Reading passage:
────
Kristi Noem is sued by consumer group over bizarre Texas dentist video

The lawsuit accuses Ms Noem of ‘deceptive advertising practices’

Martha McHardy
Thursday 14 March 2024 15:35 GMT
South Dakota governor posts bizarre plug for Texas dentist

South Dakota Governor Kristi Noem is being sued over her promotion of a Texas dentist on her social media accounts this week.

The lawsuit, filed by the consumer advocacy group Travelers United in the Superior Court of the District of Columbia, alleges that Ms Noem “advertised a product or service without disclosing that she has a financial relationship with that company” after she posted a video to social media on Tuesday promoting dental company Smile Texas.

In the video, Ms Noem describes consulting with and subsequently getting her teeth adjusted by a dentist at the company. She also praised staff for giving her “a smile I can be proud of and confident in”.

“The team here was remarkable and finally gave me a smile that I can be proud of and confident in, and that really is a gift that I think is going to be incredibly special to have,” Ms Noem is heard saying. “I chose the team here at Smile Texas because they’re the best.”
────
Record excerpts:
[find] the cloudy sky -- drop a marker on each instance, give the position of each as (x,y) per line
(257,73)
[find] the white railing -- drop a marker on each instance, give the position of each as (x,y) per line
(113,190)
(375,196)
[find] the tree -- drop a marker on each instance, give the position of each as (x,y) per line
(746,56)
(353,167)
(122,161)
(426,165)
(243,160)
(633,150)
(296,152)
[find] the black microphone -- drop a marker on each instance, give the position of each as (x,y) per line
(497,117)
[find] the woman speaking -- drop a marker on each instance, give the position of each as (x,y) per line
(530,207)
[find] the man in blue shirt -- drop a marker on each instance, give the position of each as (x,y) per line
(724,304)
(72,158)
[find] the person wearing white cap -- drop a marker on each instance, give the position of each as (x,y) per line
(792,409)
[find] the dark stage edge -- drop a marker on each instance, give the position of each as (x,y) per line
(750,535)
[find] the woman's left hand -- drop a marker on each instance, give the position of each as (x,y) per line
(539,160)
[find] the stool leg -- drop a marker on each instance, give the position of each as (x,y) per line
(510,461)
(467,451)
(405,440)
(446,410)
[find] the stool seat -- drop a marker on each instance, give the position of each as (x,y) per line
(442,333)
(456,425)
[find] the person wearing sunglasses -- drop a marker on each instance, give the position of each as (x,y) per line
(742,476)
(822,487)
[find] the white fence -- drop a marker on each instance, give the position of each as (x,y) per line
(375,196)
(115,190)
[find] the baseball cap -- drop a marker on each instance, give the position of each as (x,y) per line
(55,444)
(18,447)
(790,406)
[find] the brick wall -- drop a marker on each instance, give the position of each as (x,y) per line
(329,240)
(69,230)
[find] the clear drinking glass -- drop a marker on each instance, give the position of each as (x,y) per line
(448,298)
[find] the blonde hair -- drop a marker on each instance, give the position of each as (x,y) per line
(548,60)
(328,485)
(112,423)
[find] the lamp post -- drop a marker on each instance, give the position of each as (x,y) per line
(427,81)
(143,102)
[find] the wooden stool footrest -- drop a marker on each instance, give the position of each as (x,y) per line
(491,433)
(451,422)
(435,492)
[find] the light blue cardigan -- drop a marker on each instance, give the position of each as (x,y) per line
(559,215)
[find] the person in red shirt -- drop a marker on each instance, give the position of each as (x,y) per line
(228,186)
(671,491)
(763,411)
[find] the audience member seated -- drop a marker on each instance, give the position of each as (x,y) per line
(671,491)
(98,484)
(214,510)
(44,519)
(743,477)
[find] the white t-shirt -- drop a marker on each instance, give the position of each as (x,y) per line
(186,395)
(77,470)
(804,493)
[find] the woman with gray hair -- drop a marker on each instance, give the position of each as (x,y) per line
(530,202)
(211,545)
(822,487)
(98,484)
────
Exercise instructions: Could you copy the article about the lawsuit against Kristi Noem word for word, starting at the words "Martha McHardy" and stopping after "company Smile Texas."?

Task response:
Martha McHardy
Thursday 14 March 2024 15:35 GMT
South Dakota governor posts bizarre plug for Texas dentist

South Dakota Governor Kristi Noem is being sued over her promotion of a Texas dentist on her social media accounts this week.

The lawsuit, filed by the consumer advocacy group Travelers United in the Superior Court of the District of Columbia, alleges that Ms Noem “advertised a product or service without disclosing that she has a financial relationship with that company” after she posted a video to social media on Tuesday promoting dental company Smile Texas.